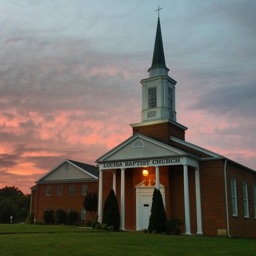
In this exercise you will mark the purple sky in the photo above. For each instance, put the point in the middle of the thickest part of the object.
(70, 78)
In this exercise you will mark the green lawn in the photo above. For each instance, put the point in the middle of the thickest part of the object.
(37, 240)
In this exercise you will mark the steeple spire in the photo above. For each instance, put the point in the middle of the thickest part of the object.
(158, 61)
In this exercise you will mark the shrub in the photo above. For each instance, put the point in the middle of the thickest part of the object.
(111, 215)
(172, 226)
(48, 216)
(90, 203)
(72, 217)
(30, 219)
(157, 220)
(61, 216)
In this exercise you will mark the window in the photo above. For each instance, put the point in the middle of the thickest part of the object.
(84, 190)
(71, 190)
(59, 191)
(83, 214)
(48, 191)
(170, 98)
(152, 97)
(234, 197)
(254, 199)
(245, 196)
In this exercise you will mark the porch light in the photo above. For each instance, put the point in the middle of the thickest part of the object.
(145, 173)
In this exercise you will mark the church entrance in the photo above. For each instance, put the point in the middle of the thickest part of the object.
(144, 197)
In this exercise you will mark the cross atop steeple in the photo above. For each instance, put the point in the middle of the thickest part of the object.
(158, 61)
(158, 10)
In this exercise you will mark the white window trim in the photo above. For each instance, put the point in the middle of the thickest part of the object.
(71, 191)
(234, 198)
(246, 200)
(59, 190)
(83, 214)
(254, 199)
(48, 190)
(84, 193)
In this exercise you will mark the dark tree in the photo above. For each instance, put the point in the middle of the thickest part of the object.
(72, 217)
(91, 204)
(13, 203)
(157, 220)
(61, 216)
(48, 216)
(111, 216)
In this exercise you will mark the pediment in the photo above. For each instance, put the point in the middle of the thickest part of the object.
(140, 147)
(67, 171)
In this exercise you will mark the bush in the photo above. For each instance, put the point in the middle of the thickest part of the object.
(48, 216)
(111, 216)
(30, 219)
(172, 226)
(61, 216)
(157, 220)
(72, 217)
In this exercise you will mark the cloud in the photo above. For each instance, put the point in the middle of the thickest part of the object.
(70, 76)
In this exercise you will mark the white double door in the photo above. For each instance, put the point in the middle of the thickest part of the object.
(143, 205)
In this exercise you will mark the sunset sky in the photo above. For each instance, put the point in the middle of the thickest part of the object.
(70, 76)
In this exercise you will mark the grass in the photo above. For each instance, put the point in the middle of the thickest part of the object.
(38, 240)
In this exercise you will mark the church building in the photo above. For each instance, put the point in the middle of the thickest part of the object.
(210, 194)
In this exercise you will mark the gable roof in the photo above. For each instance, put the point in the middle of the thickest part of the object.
(69, 170)
(193, 149)
(139, 146)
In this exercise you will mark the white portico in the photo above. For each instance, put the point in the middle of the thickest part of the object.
(141, 152)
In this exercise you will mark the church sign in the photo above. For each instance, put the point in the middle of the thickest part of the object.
(143, 163)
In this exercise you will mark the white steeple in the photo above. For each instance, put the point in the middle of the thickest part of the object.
(158, 91)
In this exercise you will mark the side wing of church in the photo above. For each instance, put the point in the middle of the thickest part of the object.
(209, 193)
(64, 187)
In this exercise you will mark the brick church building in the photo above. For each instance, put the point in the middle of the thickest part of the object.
(210, 194)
_ _ _ _
- **What needs to be done**:
Reproduce all the rows above word for word, leaving out the picture.

- **Correct response**:
In this exercise you will mark the purple sky in the photo above. For each instance, put the point in the middle of the thickest part of the object.
(70, 78)
In this exercise you will mark the green lawn in the photo above. For each instance, put the point in the middle of the thickest part of the object.
(37, 240)
In this exercise you will mark the steeple spire in the photo above. For each instance, put the point in the middle of the thickest part of the object.
(158, 61)
In this exercise you will mark the shrub in the photo above. For each instance, put the point in the middle of the thickest part of the object.
(111, 215)
(172, 226)
(48, 216)
(90, 203)
(72, 217)
(30, 219)
(157, 220)
(61, 216)
In this exercise you will mark the window in the photo above. For each instance, put the point in the middle of the thickest part of the object.
(84, 190)
(71, 190)
(59, 191)
(83, 214)
(48, 191)
(170, 98)
(152, 97)
(234, 197)
(254, 199)
(245, 196)
In this exercise you will mark the porch light in the photo above. For each instance, put the point in the middle of the thickest part of the object.
(145, 173)
In this exercise you will mark the church entrance in the photo above. For each instance, put the point in the middle of the thickest part of the object.
(144, 197)
In this exercise you will mark the cross atop steeple in the photo above. For each instance, put the point in the middle of the thickest part of the object.
(158, 61)
(158, 10)
In this exercise you will mark the white window trim in the photo above. For each instance, put the point in the middle of the thickest part of the object.
(71, 191)
(234, 198)
(246, 200)
(59, 190)
(83, 214)
(254, 199)
(48, 190)
(84, 193)
In this exercise you will mark the dark tree in the photo above. For each instance, put the point in the middle of the thickest part of the object.
(72, 217)
(91, 204)
(13, 203)
(157, 220)
(61, 216)
(48, 216)
(111, 216)
In this exercise you will mark the pediment in the photo above. For each instance, put the point in the middle of the thickest part of the object.
(140, 147)
(67, 171)
In this exercise you will mark the bush in the photo above. For each instance, put the point in the middle of the thickest part of the object.
(48, 216)
(111, 216)
(30, 219)
(172, 226)
(61, 216)
(157, 220)
(72, 217)
In this exercise you will mark the cloud in the photo above. For each instance, put the point in the middle of the thickest part of the object.
(70, 76)
In this exercise you will mark the white double door in the photo above. For each instance, put the point in the middle of the thickest part of the object.
(143, 205)
In this exercise you will mark the sunset sky in the photo above. For each instance, put the point in the middle of the thickest part of the object.
(70, 76)
In this exercise you will mark the grass in the photo above. For each instance, put the point in the middle of the thickest part of the object.
(38, 240)
In this exercise you will mark the church building in the photo above. For each instance, put the point in the middle of the thickest part of the object.
(210, 194)
In this exercise you will mark the gable roof in the photo above. For each instance, put the point in the middle of the thickest part of the object.
(69, 170)
(193, 149)
(139, 146)
In this exercise you will mark the white portico in the photo above. For each instance, put the point in the middle of the thickest part of the object.
(141, 152)
In this exercise you will mark the church sign in the photo above. For each instance, put the point in the middle of the thickest part of the object.
(143, 163)
In this exercise you will mark the white steeple in the photo above. For each instance, put the point in the middle of the thickest part of the object.
(158, 91)
In this exercise you will mark the side wing of church in the photo above. For each instance, put the point in the middle of the thickest part of the object.
(209, 193)
(64, 187)
In this exercise you will mark the brick church building in the photo above. For each instance, put the point in the middle of the thickest part of the object.
(210, 194)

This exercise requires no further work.